━━ Source document ━━

Background: The objective of this study was to assess whether carotid endarterectomy is an appropriate treatment for patients with recent cerebrovascular events in the territory supplied by a moderately stenosed (30-69%) internal carotid artery. Results have previously been reported for severe (70-99%) and mild (0-29%) stenosis.
Methods: A multicentre randomised controlled trial recruited 1599 patients with moderate stenosis treated in 97 hospitals from 15 countries. 60% of patients were allocated to receive and 40% to avoid carotid endarterectomy. The analysis was by intention to treat.

━━━
━━ Excerpted data ━━

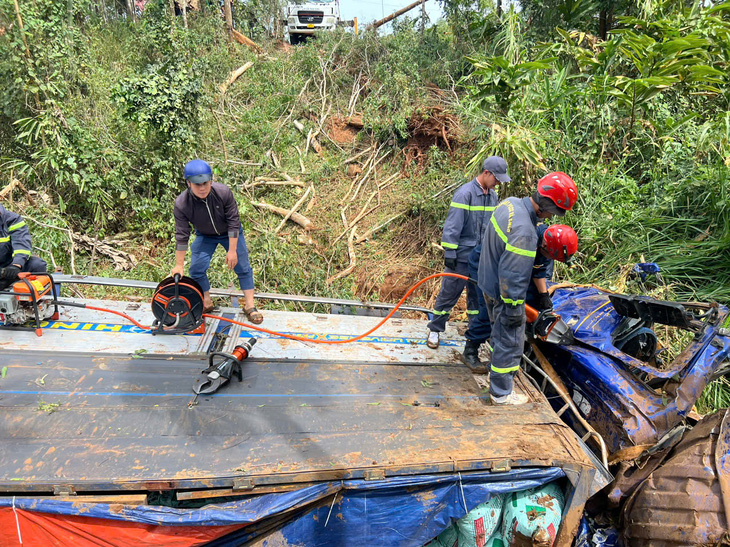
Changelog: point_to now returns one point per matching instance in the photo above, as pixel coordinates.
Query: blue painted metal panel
(625, 410)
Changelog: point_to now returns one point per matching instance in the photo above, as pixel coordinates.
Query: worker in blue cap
(211, 209)
(468, 216)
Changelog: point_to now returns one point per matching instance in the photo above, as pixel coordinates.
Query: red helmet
(560, 188)
(560, 242)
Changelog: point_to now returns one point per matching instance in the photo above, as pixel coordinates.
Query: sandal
(254, 315)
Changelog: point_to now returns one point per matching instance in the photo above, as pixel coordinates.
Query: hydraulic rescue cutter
(177, 305)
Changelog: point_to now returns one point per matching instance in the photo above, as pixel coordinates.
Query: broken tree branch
(293, 210)
(246, 41)
(233, 76)
(315, 143)
(255, 183)
(300, 219)
(369, 233)
(353, 158)
(220, 132)
(353, 260)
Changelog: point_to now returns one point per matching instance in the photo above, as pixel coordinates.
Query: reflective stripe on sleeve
(472, 207)
(508, 246)
(505, 370)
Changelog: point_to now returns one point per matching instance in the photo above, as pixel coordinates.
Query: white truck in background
(311, 16)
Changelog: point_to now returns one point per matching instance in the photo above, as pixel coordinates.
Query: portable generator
(31, 298)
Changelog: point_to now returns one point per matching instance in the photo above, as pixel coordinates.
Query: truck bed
(94, 405)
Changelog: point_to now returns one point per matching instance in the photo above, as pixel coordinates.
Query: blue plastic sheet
(403, 511)
(396, 511)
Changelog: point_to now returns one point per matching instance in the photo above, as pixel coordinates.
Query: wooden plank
(114, 423)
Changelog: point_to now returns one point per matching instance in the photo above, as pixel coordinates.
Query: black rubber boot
(471, 358)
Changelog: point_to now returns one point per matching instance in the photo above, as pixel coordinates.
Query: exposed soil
(341, 131)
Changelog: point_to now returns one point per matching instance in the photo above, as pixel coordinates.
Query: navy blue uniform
(465, 223)
(506, 264)
(16, 245)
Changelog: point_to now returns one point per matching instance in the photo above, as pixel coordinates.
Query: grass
(715, 396)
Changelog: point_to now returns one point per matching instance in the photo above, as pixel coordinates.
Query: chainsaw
(30, 298)
(547, 326)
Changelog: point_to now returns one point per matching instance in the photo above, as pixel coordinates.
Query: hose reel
(177, 306)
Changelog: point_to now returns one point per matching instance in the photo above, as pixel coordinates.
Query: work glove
(513, 321)
(544, 302)
(9, 273)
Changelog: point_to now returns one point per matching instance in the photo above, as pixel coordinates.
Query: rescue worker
(509, 249)
(212, 210)
(15, 249)
(555, 242)
(468, 216)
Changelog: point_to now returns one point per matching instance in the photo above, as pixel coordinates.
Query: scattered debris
(233, 76)
(48, 408)
(246, 41)
(300, 219)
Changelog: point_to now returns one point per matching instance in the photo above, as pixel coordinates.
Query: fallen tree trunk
(246, 41)
(300, 219)
(234, 76)
(393, 15)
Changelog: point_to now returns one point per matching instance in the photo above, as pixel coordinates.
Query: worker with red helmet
(509, 249)
(555, 242)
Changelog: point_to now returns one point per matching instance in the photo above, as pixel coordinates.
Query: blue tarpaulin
(407, 510)
(403, 511)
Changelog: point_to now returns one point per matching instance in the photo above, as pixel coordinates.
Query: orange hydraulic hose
(299, 338)
(128, 318)
(356, 338)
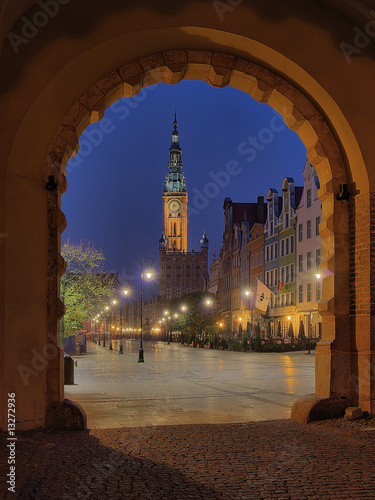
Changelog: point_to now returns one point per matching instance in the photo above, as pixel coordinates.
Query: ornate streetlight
(148, 275)
(125, 292)
(184, 309)
(114, 302)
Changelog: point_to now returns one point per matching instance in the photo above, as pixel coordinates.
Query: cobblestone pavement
(276, 459)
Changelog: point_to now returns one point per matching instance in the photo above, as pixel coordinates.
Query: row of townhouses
(275, 241)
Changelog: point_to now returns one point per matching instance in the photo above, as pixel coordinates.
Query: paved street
(276, 459)
(250, 459)
(184, 385)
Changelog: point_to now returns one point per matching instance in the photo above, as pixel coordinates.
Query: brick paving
(275, 459)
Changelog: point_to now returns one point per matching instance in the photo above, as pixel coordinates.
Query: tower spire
(175, 180)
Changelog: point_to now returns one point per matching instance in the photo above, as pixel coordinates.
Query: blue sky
(232, 146)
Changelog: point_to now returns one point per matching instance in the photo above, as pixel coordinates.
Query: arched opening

━━━

Exercise tasks:
1. In the carotid endarterectomy study, how many patients with moderate stenosis did the trial recruit?
2. Write what comes next in the carotid endarterectomy abstract, picking up after the last sentence of its Methods section.

Exercise answers:
1. 1599 patients.

2.
Findings: Nine patients were omitted from the analysis because no follow-up data were received. Stroke-free life expectancy (curtailed at 8 years) was shorter in the surgery patients than in the non-surgery control groups (patients with 30-49% stenosis, life expectancy = 6.16 years [controls: 6.63 years]; patients with 50-69% stenosis, life expectancy = 5.93 [6.14] years). It remains possible that patients might derive some benefit from surgery in the very long term; however, our data show that no benefit would be gained over a period of < 4-5 years in patients with 50-69% stenosis and < 6-7 years in patients with 30-49% stenosis.
Interpretation: Previous interim results from this study showed that surgery is beneficial in patients with severe stenosis but harmful in those with mild stenosis. With more randomised patients and longer follow-up, the study now shows that endarterectomy is not indicated for most, possibly all, patients with moderate symptomatic carotid stenosis.